## TASK INSTRUCTIONS
In the drug-war essay below, condense the paragraph beginning "By making these arrests" into a short bulleted list that keeps its main points.

*** DOCUMENT SECTION ***

I ask you: When is the cycle of violence and addiction to the drug war going to stop? How many more dead and wounded children will it take before people sit down and finally put an end to this game. The only ones profiting are the criminals and the prosecutors, cops and the prison industry. Politicians are addicted too because the issue is sexy at election time.

There is an epidemic of burgeoning violence which is the real cancer killing our society. Like hopeless addicts; folks keep engaging in the same behavior, despite knowing how bad and ineffective it is, and how doing so is going to kill … and despite that, nobody seems to care and we want it all the more.

By making these arrests, dealers may have been taken out of the loop and a network broke apart. The problem is that now someone new will step into the breach and fill the void. But, should two people want the same job; instead of interviews, we get gunfire. It is that simple. Do you get it now? Once shots are fired, they fire in two directions and then on more occasions and then it becomes intergenerational. The cycle only worsens because the cops will come back and the whole process starts all over again. Meanwhile a generation of children grows up hating the system and losing a future.

How it is that despite everything there is nobody who if they want any particular drug, not only can get it easily, but probably has some already. An aggressive policy of arresting entire generations or networks does not reduce in any way, anybody’s ability to get any drug they want.

Where the whole situation becomes truly insidious is the ethnic cleansing underway in Onondaga County as a result of this same War on Drugs. Here are the hard data: Whether you agree with me or not, you cannot disagree with the cold reality.

“Arrest rates and corresponding arrest ratios that were calculated for Onondaga County were then compared with statewide averages with a few nearby counties. … Specifically, the arrest rate ratios indicate that the chances of arrest for black residents in Onondaga County are substantially greater in Onondaga County than nearby counties or the state as a whole. … During the years of the study, the arrest rate ratios indicate that chances of being arrested for drug felonies or drug sales are 20 to 40 times greater for black residents.”

“According to the New York State Division of Criminal Justice Statistics, arrest rates for black residents within New York State as a whole are about 4 to 5 times higher than that for white residents. … The unique nature of street drug markets in urban areas has sometimes been offered as an explanation of why minorities experience higher drug arrest rates than whites. Statistical evidence indicates that drug use patterns within these two racial groups are similar. However, the corresponding arrest rate ratios in Onondaga County are significantly higher than the arrest ratios in Erie or Monroe counties and also significantly higher than those for NY State as a whole. … These large differences in arrest rate ratios for Onondaga County have persisted over the time period included in this evaluation (1995-2004). This raises important questions, especially given the similar characteristics of the counties included in this assessment—Onondaga, Monroe, and Erie all have diverse urban, suburban, and rural communities.”

I do not bear any police officer any ill will for enforcing the law. The mistakes and failures of this policy of prohibition are not as a result of actions by police. Rather, the mistake is government using the criminal justice system to engage in what is clearly a health and education issue. Don't take my word for it; ask the experts. I wholly support good policing. I just wish my tax dollars were being used to fight crime … not create it.

Four more Americans more down. How many more millions to go?

*** End of DOCUMENT SECTION ***
*** DATA SECTION ***

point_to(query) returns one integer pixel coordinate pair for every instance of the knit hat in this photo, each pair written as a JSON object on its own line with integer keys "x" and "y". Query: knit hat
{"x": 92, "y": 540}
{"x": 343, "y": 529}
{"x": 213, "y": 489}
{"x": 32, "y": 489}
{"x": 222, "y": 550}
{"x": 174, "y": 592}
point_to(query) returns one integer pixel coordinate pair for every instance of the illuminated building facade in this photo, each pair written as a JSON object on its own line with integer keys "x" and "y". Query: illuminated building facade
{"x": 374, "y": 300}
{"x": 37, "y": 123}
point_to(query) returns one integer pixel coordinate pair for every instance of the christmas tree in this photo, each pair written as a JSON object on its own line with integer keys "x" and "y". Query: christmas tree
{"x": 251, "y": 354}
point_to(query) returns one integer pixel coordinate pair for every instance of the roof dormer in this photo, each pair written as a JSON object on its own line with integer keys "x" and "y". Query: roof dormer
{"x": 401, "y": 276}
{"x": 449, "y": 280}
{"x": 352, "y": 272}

*** End of DATA SECTION ***

## SOLVED EXERCISE
- Arrests may remove dealers and break up a network.
- Someone new then steps in to fill the void.
- When two people want the same position, the contest is settled with gunfire instead of interviews.
- The shooting goes both ways, repeats, and becomes intergenerational.
- Police return and the whole cycle starts again, growing worse each time.
- Meanwhile a generation of children grows up hating the system and losing its future.